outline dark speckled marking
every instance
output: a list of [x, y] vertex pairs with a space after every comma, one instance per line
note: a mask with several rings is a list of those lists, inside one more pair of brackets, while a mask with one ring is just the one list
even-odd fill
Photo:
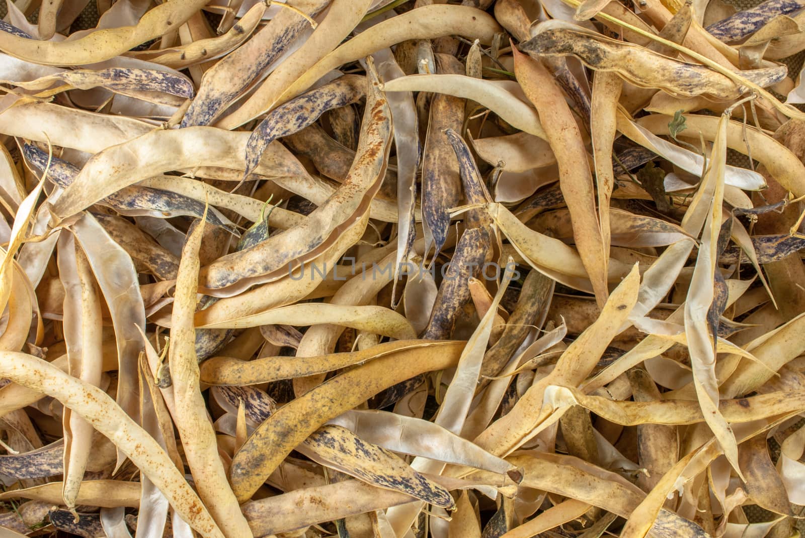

+++

WRITTEN TASK ▸
Please print every line of the material above word for word, but leave out the image.

CORRECT RESPONSE ▸
outline dark speckled marking
every instance
output: a list of [x, y] vertex pairs with a space after every comma, one instance per line
note: a mask with several rings is a list of those lists, inside one more pair of brackets, while a mask with one ring is just the one list
even-odd fill
Photo:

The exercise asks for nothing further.